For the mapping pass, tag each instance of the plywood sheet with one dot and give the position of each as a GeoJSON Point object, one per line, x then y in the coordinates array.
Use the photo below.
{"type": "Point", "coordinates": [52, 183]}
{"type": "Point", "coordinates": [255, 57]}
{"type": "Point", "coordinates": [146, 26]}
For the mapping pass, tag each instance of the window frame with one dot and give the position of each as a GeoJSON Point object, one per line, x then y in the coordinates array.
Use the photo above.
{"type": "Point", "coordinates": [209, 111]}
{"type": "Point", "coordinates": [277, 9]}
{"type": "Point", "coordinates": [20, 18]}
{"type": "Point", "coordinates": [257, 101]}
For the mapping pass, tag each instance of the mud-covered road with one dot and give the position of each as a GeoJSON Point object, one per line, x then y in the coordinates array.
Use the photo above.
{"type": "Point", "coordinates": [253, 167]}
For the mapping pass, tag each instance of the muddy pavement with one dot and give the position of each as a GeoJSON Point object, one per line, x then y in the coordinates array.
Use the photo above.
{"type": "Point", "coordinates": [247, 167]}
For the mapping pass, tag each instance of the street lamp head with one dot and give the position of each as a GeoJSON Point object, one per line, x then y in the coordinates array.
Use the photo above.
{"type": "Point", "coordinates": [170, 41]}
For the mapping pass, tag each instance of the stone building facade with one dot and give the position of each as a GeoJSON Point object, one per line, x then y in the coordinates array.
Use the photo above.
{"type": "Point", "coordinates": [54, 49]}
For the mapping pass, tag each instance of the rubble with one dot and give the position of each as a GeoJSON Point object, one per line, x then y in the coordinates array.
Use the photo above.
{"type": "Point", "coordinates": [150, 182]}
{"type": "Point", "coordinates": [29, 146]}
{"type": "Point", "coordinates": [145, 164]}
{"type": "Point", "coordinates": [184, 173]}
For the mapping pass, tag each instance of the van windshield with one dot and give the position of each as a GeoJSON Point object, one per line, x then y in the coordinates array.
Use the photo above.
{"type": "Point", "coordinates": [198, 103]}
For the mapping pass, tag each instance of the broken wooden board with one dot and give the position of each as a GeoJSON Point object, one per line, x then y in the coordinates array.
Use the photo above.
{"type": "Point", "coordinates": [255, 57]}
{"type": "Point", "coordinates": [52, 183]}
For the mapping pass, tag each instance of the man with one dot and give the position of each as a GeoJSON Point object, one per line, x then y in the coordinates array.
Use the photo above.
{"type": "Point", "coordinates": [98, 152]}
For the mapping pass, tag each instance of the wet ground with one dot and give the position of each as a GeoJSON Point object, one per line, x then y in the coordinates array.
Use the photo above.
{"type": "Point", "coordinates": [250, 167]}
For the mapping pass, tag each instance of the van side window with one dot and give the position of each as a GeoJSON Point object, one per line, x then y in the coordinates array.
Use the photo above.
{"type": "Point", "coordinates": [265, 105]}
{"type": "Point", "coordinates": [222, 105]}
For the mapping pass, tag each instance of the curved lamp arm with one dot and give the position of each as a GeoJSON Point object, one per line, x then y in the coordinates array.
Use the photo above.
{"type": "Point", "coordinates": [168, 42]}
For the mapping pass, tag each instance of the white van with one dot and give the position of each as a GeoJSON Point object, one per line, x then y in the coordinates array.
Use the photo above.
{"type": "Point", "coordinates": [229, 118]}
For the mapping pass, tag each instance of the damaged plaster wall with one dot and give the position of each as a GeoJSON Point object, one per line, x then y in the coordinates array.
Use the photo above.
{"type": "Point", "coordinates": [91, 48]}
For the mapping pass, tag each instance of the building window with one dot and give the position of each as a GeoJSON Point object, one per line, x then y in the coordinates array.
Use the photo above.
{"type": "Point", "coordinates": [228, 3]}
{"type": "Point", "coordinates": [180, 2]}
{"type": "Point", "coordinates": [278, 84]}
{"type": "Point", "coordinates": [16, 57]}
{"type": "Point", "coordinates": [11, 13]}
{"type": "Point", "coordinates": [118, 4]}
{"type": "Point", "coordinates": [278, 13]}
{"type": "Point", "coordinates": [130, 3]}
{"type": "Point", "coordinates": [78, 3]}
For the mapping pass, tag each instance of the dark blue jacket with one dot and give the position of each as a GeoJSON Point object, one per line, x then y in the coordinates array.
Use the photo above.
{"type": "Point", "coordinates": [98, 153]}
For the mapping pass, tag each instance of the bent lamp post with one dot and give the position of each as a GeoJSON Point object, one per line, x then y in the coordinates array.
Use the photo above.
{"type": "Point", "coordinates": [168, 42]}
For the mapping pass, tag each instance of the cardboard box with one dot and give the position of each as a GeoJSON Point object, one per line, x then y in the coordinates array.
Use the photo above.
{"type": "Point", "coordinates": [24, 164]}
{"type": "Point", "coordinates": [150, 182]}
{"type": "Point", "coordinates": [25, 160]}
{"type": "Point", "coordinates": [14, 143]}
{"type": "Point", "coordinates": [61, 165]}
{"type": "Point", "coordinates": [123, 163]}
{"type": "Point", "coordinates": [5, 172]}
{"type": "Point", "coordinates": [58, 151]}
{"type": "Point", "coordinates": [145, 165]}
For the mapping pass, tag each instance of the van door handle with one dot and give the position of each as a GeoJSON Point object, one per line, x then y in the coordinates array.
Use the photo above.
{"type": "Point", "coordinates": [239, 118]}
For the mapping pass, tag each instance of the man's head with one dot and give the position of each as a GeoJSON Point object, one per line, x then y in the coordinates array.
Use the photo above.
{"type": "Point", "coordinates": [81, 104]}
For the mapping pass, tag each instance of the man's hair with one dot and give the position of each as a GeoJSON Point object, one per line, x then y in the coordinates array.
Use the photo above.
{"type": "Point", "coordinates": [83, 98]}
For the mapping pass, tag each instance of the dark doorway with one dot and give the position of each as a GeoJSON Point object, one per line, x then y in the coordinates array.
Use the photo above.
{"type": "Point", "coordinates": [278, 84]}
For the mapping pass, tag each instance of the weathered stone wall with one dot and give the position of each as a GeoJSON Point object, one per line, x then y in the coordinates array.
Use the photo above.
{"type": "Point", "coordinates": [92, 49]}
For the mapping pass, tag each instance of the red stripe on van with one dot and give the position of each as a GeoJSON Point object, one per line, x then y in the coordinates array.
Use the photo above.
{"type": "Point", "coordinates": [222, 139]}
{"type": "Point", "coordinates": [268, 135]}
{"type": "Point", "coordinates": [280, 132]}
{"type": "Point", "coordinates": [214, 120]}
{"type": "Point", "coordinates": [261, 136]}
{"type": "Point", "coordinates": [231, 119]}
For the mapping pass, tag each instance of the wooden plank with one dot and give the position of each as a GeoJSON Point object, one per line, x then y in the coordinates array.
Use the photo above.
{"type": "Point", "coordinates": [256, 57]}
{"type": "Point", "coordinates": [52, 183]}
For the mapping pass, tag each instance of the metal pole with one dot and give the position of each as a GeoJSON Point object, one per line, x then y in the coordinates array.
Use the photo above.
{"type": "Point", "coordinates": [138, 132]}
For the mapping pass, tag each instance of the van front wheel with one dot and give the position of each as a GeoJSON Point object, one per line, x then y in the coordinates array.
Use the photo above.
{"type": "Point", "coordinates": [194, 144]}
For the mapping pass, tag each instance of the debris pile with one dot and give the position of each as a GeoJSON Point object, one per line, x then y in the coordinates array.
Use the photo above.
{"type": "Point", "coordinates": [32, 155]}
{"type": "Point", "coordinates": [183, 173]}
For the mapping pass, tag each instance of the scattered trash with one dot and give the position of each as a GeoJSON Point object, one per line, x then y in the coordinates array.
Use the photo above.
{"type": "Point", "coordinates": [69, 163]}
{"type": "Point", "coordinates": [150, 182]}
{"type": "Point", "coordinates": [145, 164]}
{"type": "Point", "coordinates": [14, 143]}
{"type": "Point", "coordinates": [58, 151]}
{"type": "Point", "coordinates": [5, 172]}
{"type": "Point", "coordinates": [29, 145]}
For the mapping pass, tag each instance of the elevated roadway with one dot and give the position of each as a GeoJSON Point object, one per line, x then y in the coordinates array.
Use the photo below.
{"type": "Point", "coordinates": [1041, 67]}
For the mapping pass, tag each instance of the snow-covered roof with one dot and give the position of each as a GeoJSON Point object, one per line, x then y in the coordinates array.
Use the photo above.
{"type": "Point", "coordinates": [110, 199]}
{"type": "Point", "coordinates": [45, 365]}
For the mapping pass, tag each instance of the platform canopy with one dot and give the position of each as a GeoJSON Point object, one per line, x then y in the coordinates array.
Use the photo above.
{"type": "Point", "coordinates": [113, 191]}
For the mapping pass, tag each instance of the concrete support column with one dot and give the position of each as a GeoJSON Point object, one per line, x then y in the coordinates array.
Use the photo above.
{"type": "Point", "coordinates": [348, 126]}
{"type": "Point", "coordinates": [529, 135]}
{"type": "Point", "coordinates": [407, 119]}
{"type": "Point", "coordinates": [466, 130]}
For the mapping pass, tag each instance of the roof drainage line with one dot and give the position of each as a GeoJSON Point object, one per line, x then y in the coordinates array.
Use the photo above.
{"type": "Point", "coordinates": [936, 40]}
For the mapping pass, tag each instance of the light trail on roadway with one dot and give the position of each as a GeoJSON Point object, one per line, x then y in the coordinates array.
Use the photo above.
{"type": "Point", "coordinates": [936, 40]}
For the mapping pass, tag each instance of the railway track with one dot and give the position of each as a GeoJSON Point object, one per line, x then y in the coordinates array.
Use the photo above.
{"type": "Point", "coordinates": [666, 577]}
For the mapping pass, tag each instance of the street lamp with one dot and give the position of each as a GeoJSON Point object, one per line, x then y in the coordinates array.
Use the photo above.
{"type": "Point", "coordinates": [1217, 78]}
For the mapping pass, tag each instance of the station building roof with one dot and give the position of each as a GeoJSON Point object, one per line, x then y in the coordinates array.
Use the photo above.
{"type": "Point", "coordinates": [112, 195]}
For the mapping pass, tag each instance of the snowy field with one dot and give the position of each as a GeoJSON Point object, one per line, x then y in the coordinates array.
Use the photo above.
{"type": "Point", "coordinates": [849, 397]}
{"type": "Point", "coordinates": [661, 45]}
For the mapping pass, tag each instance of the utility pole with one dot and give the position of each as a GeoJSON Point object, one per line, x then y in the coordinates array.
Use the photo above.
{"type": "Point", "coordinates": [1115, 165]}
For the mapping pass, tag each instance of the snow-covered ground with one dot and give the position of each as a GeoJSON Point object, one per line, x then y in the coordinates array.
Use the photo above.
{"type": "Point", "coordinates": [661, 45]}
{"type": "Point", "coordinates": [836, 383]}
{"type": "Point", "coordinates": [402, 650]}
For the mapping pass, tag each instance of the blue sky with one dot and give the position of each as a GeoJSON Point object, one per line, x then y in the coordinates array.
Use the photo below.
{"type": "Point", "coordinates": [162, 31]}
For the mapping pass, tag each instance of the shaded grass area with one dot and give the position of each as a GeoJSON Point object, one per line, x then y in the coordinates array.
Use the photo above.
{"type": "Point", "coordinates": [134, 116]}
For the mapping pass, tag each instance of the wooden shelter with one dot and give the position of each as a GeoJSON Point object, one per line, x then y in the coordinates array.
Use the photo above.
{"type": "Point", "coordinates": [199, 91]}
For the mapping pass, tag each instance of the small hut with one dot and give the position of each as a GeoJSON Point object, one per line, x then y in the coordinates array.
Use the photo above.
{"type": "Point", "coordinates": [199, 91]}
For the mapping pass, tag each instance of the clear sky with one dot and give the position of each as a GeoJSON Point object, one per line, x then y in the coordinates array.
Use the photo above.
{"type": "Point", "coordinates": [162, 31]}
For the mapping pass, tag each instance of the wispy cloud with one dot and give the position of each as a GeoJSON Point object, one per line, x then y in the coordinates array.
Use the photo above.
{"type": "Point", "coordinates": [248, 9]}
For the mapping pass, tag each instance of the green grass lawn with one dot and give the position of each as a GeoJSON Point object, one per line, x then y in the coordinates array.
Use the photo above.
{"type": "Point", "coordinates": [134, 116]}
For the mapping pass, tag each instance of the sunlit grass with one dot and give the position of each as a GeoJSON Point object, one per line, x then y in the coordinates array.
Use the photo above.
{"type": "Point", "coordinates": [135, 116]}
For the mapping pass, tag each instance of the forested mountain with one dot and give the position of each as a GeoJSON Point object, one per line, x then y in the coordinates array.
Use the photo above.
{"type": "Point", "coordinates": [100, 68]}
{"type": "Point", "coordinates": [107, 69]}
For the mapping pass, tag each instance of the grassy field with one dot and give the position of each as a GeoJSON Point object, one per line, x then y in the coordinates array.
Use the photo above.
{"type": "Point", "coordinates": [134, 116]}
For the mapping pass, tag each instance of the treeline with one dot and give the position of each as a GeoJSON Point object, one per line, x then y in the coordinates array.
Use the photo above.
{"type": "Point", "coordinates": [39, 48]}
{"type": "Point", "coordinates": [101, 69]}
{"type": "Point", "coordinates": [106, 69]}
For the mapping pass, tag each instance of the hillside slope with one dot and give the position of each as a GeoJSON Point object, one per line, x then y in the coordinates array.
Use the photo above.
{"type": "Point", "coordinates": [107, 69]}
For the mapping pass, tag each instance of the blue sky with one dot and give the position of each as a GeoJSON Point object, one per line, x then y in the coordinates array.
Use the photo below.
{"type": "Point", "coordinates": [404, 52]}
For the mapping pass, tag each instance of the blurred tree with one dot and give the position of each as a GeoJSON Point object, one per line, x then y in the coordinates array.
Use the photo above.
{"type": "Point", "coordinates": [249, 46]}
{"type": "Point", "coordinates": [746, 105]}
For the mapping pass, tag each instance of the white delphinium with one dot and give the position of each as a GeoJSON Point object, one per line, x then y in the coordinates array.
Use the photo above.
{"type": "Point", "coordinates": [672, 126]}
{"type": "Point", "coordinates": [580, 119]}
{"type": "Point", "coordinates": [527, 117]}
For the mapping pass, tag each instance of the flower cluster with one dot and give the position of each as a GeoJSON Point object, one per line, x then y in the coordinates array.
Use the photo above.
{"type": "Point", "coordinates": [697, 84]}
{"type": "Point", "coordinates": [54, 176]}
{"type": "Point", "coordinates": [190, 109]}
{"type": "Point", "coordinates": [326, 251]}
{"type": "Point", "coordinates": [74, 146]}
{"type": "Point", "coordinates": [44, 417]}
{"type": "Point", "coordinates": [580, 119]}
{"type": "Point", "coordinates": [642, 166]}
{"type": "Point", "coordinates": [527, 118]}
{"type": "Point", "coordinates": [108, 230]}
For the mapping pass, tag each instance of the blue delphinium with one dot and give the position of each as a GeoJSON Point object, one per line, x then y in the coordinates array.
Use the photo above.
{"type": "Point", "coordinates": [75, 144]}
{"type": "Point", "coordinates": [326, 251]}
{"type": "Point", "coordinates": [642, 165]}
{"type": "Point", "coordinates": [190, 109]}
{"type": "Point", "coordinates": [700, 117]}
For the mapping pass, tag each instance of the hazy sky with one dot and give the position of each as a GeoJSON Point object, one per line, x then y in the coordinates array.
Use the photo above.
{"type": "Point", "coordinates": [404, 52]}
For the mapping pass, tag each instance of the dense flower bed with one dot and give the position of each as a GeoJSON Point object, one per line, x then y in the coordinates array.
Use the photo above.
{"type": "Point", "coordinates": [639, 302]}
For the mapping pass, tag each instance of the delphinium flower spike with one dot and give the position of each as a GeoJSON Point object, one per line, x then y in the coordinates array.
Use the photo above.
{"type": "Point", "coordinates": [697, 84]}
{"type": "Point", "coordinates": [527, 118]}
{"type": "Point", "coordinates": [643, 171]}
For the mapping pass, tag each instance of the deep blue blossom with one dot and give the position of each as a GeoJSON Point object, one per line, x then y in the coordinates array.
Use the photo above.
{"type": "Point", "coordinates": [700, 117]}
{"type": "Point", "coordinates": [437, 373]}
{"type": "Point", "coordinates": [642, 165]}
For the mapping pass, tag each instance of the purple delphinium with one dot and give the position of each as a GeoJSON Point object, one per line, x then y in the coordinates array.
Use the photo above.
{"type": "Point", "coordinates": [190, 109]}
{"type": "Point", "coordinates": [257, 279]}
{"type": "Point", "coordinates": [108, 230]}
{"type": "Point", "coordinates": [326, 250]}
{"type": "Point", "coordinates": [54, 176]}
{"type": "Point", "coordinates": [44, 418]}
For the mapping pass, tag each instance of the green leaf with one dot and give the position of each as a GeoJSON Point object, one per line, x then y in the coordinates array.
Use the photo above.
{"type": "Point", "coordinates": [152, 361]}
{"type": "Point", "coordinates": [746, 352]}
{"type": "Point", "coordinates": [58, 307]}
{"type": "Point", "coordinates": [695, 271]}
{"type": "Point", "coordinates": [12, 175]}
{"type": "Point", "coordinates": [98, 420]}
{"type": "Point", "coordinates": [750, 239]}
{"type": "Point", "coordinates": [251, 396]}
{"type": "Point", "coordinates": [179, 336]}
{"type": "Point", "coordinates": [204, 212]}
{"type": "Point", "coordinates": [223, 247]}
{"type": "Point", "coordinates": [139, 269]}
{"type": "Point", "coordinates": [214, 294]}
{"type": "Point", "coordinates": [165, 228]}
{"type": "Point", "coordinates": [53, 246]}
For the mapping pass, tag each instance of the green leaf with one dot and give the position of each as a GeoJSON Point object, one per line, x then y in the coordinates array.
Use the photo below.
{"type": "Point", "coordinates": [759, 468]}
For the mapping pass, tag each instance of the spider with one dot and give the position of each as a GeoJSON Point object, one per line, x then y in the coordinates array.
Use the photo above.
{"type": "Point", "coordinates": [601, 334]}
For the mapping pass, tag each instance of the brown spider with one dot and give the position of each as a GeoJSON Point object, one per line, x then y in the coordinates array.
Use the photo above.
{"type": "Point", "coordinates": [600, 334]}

---------------

## Written problem
Quote exactly and only the lines from the one holding "For the mapping pass, tag each instance of the spider" through the end of the data.

## Completed task
For the mapping pass, tag each instance of the spider with one dot and give the position of each as a GeoJSON Point object, one per line, x then y in the coordinates array.
Use the photo above.
{"type": "Point", "coordinates": [601, 334]}
For the mapping pass, tag each instance of the brown spider with one dot and give the position of each as a GeoJSON Point object, one per line, x then y in the coordinates array.
Use the photo above.
{"type": "Point", "coordinates": [600, 334]}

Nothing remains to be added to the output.